§ WHAT THE EXERCISE ASKS: Arrange every line of the entries below as a JSON list of strings, one string per line, omitting blank lines.

§ THE RECORDS:
■ ■ ■ ■

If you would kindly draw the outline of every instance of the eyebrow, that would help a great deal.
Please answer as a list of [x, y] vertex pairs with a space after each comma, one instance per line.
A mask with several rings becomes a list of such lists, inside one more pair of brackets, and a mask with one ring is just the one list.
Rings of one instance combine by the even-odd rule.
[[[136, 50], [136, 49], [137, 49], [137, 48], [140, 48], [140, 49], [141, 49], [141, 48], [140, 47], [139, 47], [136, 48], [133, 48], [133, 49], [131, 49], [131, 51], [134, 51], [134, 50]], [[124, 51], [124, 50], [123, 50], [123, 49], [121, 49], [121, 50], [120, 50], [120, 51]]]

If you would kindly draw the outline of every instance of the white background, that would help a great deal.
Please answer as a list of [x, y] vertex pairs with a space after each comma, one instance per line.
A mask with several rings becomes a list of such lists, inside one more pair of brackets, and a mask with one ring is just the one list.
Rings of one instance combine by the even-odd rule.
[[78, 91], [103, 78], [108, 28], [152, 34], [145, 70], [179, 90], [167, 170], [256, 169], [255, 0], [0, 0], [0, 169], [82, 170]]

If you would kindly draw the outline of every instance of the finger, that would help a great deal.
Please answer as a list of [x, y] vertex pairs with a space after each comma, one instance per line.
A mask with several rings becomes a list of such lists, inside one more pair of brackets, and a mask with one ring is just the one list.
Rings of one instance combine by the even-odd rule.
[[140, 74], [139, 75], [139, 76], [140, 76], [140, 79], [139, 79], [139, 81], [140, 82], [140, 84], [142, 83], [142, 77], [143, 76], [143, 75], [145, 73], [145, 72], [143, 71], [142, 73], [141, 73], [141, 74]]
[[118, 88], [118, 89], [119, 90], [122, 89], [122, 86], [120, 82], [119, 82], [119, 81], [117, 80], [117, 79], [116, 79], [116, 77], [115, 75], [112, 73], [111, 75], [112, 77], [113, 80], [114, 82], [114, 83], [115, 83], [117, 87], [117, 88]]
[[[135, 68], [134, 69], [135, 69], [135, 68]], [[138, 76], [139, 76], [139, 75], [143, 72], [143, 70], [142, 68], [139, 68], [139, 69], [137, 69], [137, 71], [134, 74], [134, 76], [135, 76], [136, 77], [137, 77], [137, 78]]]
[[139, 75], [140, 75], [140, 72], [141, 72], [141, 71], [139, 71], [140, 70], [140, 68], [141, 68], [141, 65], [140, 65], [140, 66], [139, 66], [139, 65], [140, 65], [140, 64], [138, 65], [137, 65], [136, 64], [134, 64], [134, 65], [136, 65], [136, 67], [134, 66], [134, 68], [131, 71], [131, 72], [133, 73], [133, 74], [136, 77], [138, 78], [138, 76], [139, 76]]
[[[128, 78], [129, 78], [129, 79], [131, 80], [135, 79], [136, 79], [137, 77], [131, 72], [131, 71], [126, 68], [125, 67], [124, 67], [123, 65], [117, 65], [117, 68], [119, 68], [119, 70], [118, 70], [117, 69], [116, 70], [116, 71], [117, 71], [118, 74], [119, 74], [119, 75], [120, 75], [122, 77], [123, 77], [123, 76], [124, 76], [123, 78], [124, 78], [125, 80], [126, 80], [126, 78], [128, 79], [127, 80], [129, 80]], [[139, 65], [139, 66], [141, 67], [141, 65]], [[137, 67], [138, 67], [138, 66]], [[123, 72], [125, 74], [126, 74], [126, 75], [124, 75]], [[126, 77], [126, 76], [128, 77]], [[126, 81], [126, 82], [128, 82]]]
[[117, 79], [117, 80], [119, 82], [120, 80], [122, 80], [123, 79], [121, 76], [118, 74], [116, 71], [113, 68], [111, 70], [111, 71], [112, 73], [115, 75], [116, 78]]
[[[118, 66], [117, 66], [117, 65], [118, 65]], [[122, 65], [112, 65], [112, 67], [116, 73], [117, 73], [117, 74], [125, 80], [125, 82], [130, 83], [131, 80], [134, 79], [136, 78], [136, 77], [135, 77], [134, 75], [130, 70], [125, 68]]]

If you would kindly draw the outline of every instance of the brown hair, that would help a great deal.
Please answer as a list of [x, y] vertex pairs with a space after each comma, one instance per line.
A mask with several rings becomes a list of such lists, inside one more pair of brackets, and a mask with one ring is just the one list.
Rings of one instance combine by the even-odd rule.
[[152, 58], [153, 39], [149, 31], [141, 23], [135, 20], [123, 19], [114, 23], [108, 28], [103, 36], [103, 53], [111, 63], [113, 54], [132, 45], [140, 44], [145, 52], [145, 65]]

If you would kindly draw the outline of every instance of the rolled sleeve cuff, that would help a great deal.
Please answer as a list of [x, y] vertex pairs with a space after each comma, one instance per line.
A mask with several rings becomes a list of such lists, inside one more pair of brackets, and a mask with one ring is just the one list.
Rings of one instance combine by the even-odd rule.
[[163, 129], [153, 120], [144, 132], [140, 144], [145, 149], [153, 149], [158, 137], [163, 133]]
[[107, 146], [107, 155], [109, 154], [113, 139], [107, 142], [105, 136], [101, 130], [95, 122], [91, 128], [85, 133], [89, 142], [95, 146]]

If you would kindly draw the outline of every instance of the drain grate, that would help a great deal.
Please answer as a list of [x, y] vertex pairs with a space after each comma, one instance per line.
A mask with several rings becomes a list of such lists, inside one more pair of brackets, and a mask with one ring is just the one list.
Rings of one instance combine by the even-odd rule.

■ ■ ■ ■

§ OUTPUT FOR THIS TASK:
[
  "If you would kindly draw the outline of every instance of the eyebrow, that would help a great deal.",
  "Please answer as a list of [x, y] vertex pairs with a space after each comma, one instance per line.",
  "A mask with several rings becomes a list of such lists, inside one more pair of brackets, and a mask with one ring is just the one list.",
  "Rings of one instance combine by the even-odd rule.",
  "[[[136, 50], [136, 49], [137, 49], [137, 48], [140, 48], [140, 49], [141, 49], [141, 48], [140, 47], [139, 47], [136, 48], [133, 48], [133, 49], [131, 49], [131, 51], [134, 51], [134, 50]], [[124, 51], [124, 50], [123, 50], [123, 49], [121, 49], [121, 50], [120, 50], [120, 51]]]",
  "If you would kindly draw the outline of every instance of the white background, that would help a great deal.",
  "Please answer as a list of [x, y] vertex pairs with a space after each comma, one instance per line.",
  "A mask with several rings becomes a list of such lists, inside one more pair of brackets, and a mask with one ring is just the one list.",
  "Rings of one instance combine by the even-odd rule.",
  "[[78, 91], [103, 78], [108, 28], [152, 34], [145, 70], [179, 90], [167, 170], [256, 169], [255, 0], [0, 0], [0, 169], [82, 170]]",
  "If you would kindly draw the outline of every instance of the finger, that would help a great deal.",
  "Please answer as a list of [x, y] vertex pairs with a space after each comma, one instance per line.",
  "A mask with several rings becomes a list of such lists, inside one more pair of brackets, and a mask with one ring is just the one list.",
  "Rings of one instance combine by the even-odd rule.",
  "[[140, 74], [139, 75], [139, 76], [140, 76], [140, 79], [139, 79], [139, 81], [140, 82], [140, 84], [142, 83], [142, 77], [143, 76], [143, 75], [145, 73], [145, 72], [143, 71], [142, 73], [141, 73], [141, 74]]",
  "[[118, 88], [118, 89], [119, 90], [122, 89], [122, 86], [120, 82], [119, 82], [119, 81], [117, 80], [117, 79], [116, 79], [116, 77], [115, 75], [112, 73], [111, 75], [112, 77], [113, 80], [114, 82], [114, 83], [115, 83], [117, 87], [117, 88]]",
  "[[[135, 68], [134, 69], [135, 69], [135, 68]], [[138, 76], [139, 76], [139, 75], [143, 72], [143, 70], [142, 68], [139, 68], [139, 69], [137, 69], [137, 71], [134, 74], [134, 76], [135, 76], [136, 77], [137, 77], [137, 78]]]",
  "[[139, 75], [140, 75], [140, 72], [141, 72], [141, 71], [139, 71], [140, 70], [140, 68], [141, 68], [141, 65], [140, 65], [140, 66], [139, 66], [139, 65], [140, 65], [140, 64], [138, 65], [137, 65], [136, 64], [134, 64], [134, 65], [136, 65], [136, 67], [134, 66], [134, 68], [131, 71], [131, 72], [133, 73], [133, 74], [136, 77], [138, 78], [138, 76], [139, 76]]",
  "[[[128, 78], [129, 78], [129, 79], [131, 80], [135, 79], [136, 79], [137, 77], [131, 72], [131, 71], [126, 68], [125, 67], [124, 67], [123, 65], [117, 65], [117, 68], [119, 68], [119, 70], [118, 70], [117, 69], [116, 70], [116, 71], [117, 71], [118, 74], [119, 74], [119, 75], [120, 75], [122, 77], [123, 77], [123, 76], [124, 76], [123, 78], [124, 78], [125, 80], [126, 80], [126, 78], [128, 79], [127, 80], [129, 80]], [[139, 65], [139, 66], [141, 67], [141, 65]], [[137, 67], [138, 67], [138, 66]], [[123, 72], [125, 74], [126, 74], [126, 75], [124, 75]], [[126, 77], [126, 76], [128, 77]], [[126, 81], [126, 82], [128, 82]]]",
  "[[117, 79], [117, 80], [119, 82], [120, 80], [122, 80], [123, 79], [121, 76], [118, 74], [116, 71], [113, 68], [111, 70], [111, 71], [112, 73], [115, 75], [116, 78]]",
  "[[[118, 66], [117, 66], [117, 65], [118, 65]], [[122, 65], [112, 65], [112, 67], [116, 73], [117, 73], [117, 74], [125, 80], [125, 82], [130, 83], [131, 80], [134, 79], [136, 78], [136, 77], [135, 77], [134, 75], [130, 70], [125, 68]]]",
  "If you would kindly draw the outline of every instance of the brown hair, that would help a great deal.",
  "Please answer as a list of [x, y] vertex pairs with a space after each comma, one instance per line.",
  "A mask with several rings becomes a list of such lists, inside one more pair of brackets, and a mask with one ring is just the one list.",
  "Rings of one instance combine by the even-odd rule.",
  "[[152, 58], [153, 39], [149, 31], [141, 23], [135, 20], [123, 19], [114, 23], [108, 28], [103, 36], [103, 53], [111, 63], [113, 54], [132, 45], [140, 44], [145, 52], [145, 65]]",
  "If you would kindly draw the outline of every instance of the rolled sleeve cuff, that would help a great deal.",
  "Please answer as a list of [x, y] vertex pairs with a space after each comma, one instance per line.",
  "A mask with several rings becomes a list of such lists, inside one more pair of brackets, and a mask with one ring is just the one list.",
  "Rings of one instance combine by the even-odd rule.",
  "[[163, 129], [153, 120], [144, 132], [140, 144], [145, 149], [153, 149], [158, 137], [163, 133]]",
  "[[107, 146], [107, 155], [109, 154], [113, 139], [107, 142], [105, 136], [101, 130], [95, 122], [91, 128], [85, 133], [89, 142], [95, 146]]",
  "If you would kindly draw the outline of every instance of the drain grate, that would help a great deal.",
  "Please answer as a list of [x, y] vertex pairs with a space after each comma, one instance per line.",
  "A mask with several rings becomes a list of such lists, inside one more pair of brackets, and a mask with one ring is just the one list.",
  "Rings of one instance combine by the even-odd rule."
]